• **RAW DATA**
________________________________________

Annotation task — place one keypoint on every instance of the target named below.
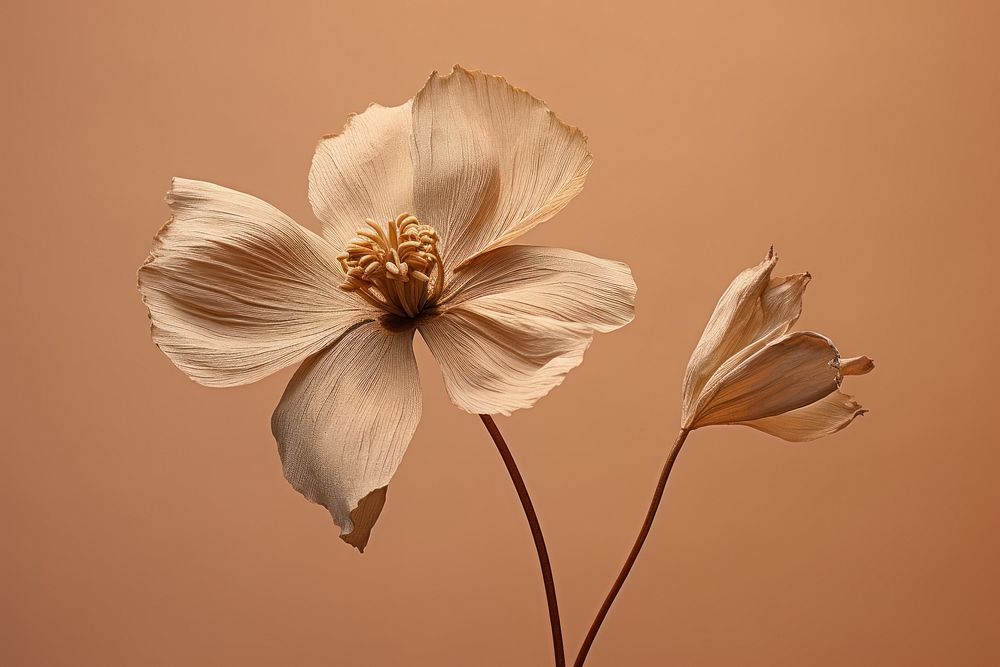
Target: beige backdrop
(145, 518)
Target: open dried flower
(417, 203)
(748, 369)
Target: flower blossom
(748, 369)
(417, 204)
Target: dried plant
(418, 204)
(748, 369)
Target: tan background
(146, 521)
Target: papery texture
(345, 421)
(824, 417)
(491, 161)
(366, 171)
(521, 319)
(754, 310)
(786, 374)
(236, 290)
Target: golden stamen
(380, 262)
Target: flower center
(398, 268)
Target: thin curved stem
(636, 548)
(536, 534)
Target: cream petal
(754, 310)
(363, 172)
(521, 320)
(345, 421)
(491, 162)
(824, 417)
(791, 372)
(236, 290)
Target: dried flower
(747, 369)
(416, 203)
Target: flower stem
(536, 534)
(636, 548)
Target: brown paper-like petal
(824, 417)
(236, 290)
(345, 421)
(791, 372)
(521, 319)
(491, 161)
(754, 310)
(363, 172)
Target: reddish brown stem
(636, 548)
(536, 534)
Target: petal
(344, 422)
(824, 417)
(491, 161)
(754, 310)
(363, 172)
(521, 320)
(236, 290)
(786, 374)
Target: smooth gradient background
(145, 519)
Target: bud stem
(536, 534)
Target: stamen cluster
(398, 268)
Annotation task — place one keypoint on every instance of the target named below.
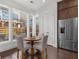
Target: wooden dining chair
(22, 47)
(42, 46)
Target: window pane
(37, 26)
(4, 17)
(30, 24)
(19, 24)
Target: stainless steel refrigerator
(68, 34)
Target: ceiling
(26, 5)
(33, 4)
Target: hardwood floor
(54, 53)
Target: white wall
(48, 22)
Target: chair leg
(46, 53)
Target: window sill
(6, 45)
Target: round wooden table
(32, 41)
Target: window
(19, 23)
(37, 26)
(30, 25)
(4, 21)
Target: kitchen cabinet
(68, 37)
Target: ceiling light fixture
(31, 1)
(44, 1)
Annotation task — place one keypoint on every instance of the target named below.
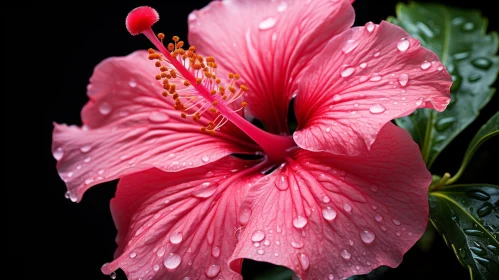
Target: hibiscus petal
(331, 216)
(182, 224)
(130, 126)
(268, 44)
(364, 78)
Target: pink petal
(130, 127)
(363, 79)
(182, 224)
(268, 44)
(326, 215)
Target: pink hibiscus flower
(343, 194)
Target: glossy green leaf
(487, 131)
(467, 217)
(459, 38)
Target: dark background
(49, 52)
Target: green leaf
(487, 131)
(467, 217)
(458, 37)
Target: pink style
(342, 195)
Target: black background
(49, 52)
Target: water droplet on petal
(350, 46)
(299, 222)
(158, 117)
(375, 77)
(212, 270)
(304, 261)
(403, 44)
(85, 148)
(377, 109)
(205, 158)
(370, 26)
(328, 213)
(176, 238)
(347, 72)
(258, 236)
(346, 255)
(58, 153)
(425, 65)
(282, 7)
(205, 190)
(172, 261)
(267, 23)
(403, 79)
(161, 251)
(347, 207)
(367, 236)
(105, 108)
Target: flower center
(202, 90)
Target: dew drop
(377, 109)
(403, 79)
(328, 213)
(282, 7)
(85, 148)
(347, 72)
(346, 255)
(215, 252)
(304, 261)
(350, 46)
(212, 270)
(375, 77)
(205, 158)
(347, 207)
(299, 222)
(172, 261)
(425, 65)
(58, 153)
(367, 236)
(176, 238)
(158, 117)
(267, 23)
(105, 108)
(370, 26)
(160, 252)
(258, 236)
(205, 190)
(297, 245)
(403, 44)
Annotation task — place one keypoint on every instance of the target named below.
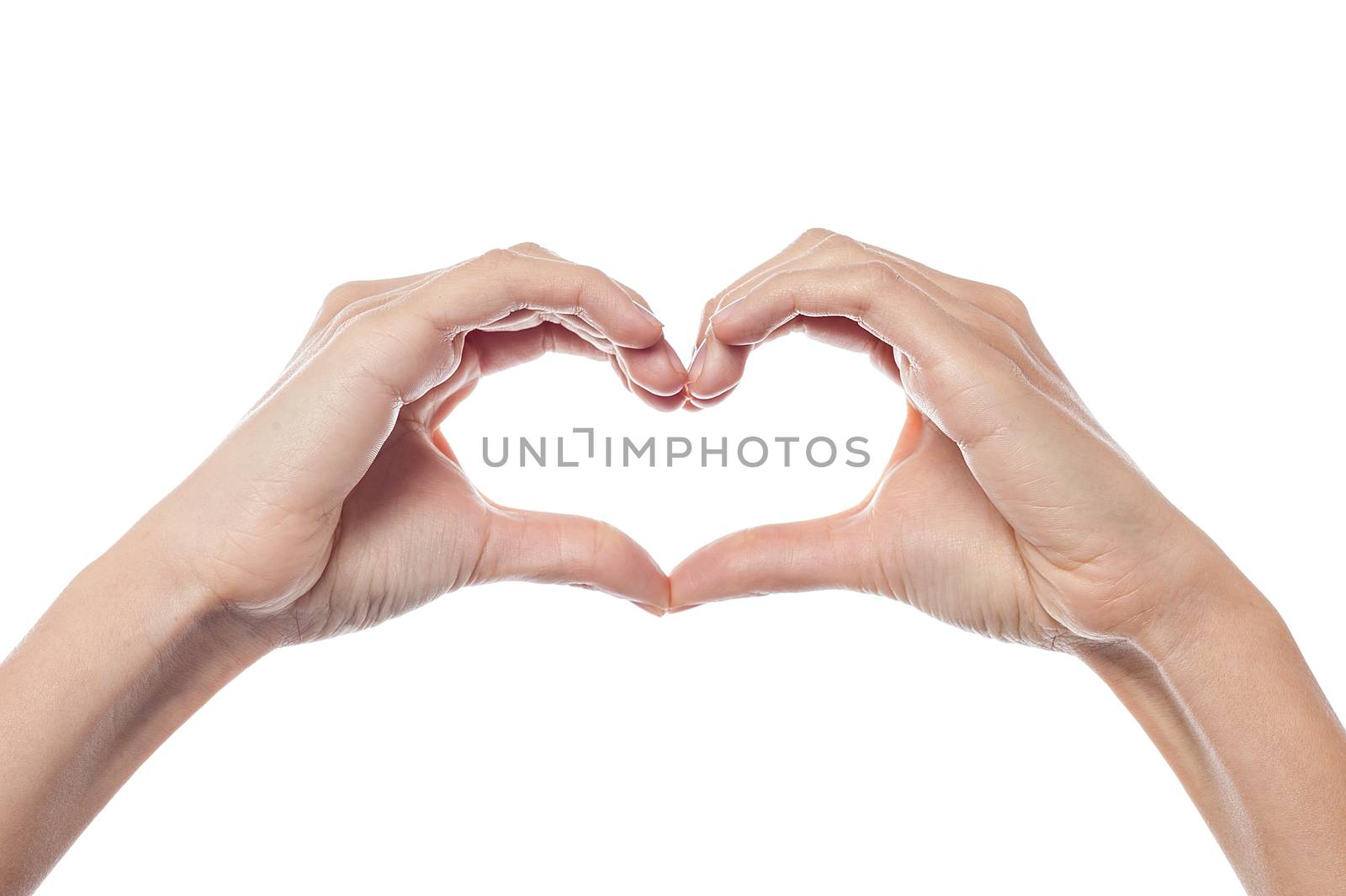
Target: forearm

________________________________________

• **EXERCISE REQUIREMENTS**
Rewrite all of the data above as a JSON list of strings, with one string per line and no blank lines. Omit the pictures.

• **RESULT FOR THIS EXERCISE**
[
  "Annotation task — place one keypoint on every instance of the target named below.",
  "Target: beige backdrop",
  "(145, 518)",
  "Target: open dried flower",
  "(417, 203)",
  "(748, 369)",
  "Target: flower blossom",
  "(748, 369)",
  "(417, 204)",
  "Target: dried plant",
  "(418, 204)",
  "(748, 369)",
  "Target: tan background",
  "(146, 521)",
  "Target: papery texture",
  "(345, 421)",
  "(824, 417)",
  "(491, 161)",
  "(366, 171)",
  "(521, 319)",
  "(754, 310)",
  "(786, 374)",
  "(236, 290)",
  "Target: golden stamen",
  "(380, 262)",
  "Target: flower center",
  "(398, 268)",
  "Target: thin curved stem",
  "(636, 548)",
  "(536, 534)",
  "Target: cream petal",
  "(754, 310)",
  "(363, 172)",
  "(521, 320)",
  "(345, 421)",
  "(491, 162)",
  "(824, 417)",
  "(791, 372)",
  "(236, 290)",
  "Target: dried flower",
  "(747, 369)",
  "(416, 203)",
  "Target: flower stem",
  "(536, 534)",
  "(636, 548)",
  "Target: brown paper-like petal",
  "(824, 417)",
  "(236, 290)",
  "(345, 421)",
  "(791, 372)",
  "(521, 319)",
  "(491, 161)",
  "(754, 310)",
  "(363, 172)",
  "Target: reddish brown stem",
  "(636, 548)",
  "(536, 534)",
  "Target: petal",
  "(344, 422)",
  "(824, 417)",
  "(491, 161)",
  "(754, 310)",
  "(363, 172)",
  "(521, 320)",
  "(236, 290)",
  "(786, 374)",
  "Target: smooth gradient background",
  "(145, 519)",
  "Target: bud stem",
  "(536, 534)",
  "Target: stamen cluster",
  "(398, 268)",
  "Annotation task — place one keypoint on every instance of the target named below.",
  "Target: wooden dining chair",
  "(22, 47)",
  "(42, 46)",
  "Target: window pane",
  "(37, 26)",
  "(4, 17)",
  "(30, 24)",
  "(19, 24)",
  "Target: stainless steel refrigerator",
  "(68, 34)",
  "Target: ceiling",
  "(26, 5)",
  "(33, 4)",
  "Target: hardwood floor",
  "(54, 53)",
  "Target: white wall",
  "(48, 22)",
  "Target: chair leg",
  "(46, 53)",
  "Target: window sill",
  "(6, 45)",
  "Target: round wooden table",
  "(32, 41)",
  "Target: window",
  "(19, 23)",
  "(37, 26)",
  "(30, 25)",
  "(4, 21)",
  "Target: kitchen cabinet",
  "(68, 37)",
  "Target: ceiling light fixture",
  "(31, 1)",
  "(44, 1)",
  "Annotation task — place one keypoint on every instance of the target named below.",
  "Target: hibiscus petal",
  "(331, 216)",
  "(182, 224)",
  "(130, 126)",
  "(268, 44)",
  "(364, 78)",
  "Target: pink petal",
  "(130, 127)",
  "(363, 79)",
  "(182, 224)",
  "(268, 44)",
  "(326, 215)",
  "Target: pink hibiscus flower",
  "(343, 194)",
  "Target: glossy green leaf",
  "(487, 131)",
  "(467, 217)",
  "(459, 38)",
  "Target: dark background",
  "(49, 52)",
  "Target: green leaf",
  "(487, 131)",
  "(467, 217)",
  "(458, 37)",
  "Target: pink style",
  "(342, 195)",
  "Target: black background",
  "(49, 52)",
  "Target: water droplet on petal",
  "(350, 46)",
  "(299, 222)",
  "(158, 117)",
  "(375, 77)",
  "(212, 270)",
  "(304, 261)",
  "(403, 44)",
  "(85, 148)",
  "(377, 109)",
  "(205, 158)",
  "(370, 26)",
  "(328, 213)",
  "(176, 238)",
  "(347, 72)",
  "(258, 236)",
  "(346, 255)",
  "(58, 153)",
  "(425, 65)",
  "(282, 7)",
  "(205, 190)",
  "(172, 261)",
  "(267, 23)",
  "(403, 79)",
  "(161, 251)",
  "(347, 207)",
  "(367, 236)",
  "(105, 108)",
  "Target: flower center",
  "(202, 90)",
  "Target: dew drop",
  "(377, 109)",
  "(403, 79)",
  "(328, 213)",
  "(282, 7)",
  "(85, 148)",
  "(347, 72)",
  "(346, 255)",
  "(215, 252)",
  "(304, 261)",
  "(350, 46)",
  "(212, 270)",
  "(375, 77)",
  "(205, 158)",
  "(347, 207)",
  "(299, 222)",
  "(172, 261)",
  "(425, 65)",
  "(58, 153)",
  "(367, 236)",
  "(176, 238)",
  "(158, 117)",
  "(267, 23)",
  "(105, 108)",
  "(370, 26)",
  "(160, 252)",
  "(258, 236)",
  "(205, 190)",
  "(297, 245)",
  "(403, 44)",
  "Annotation task — place one keypoint on every instance of the target named below.",
  "Target: forearm"
]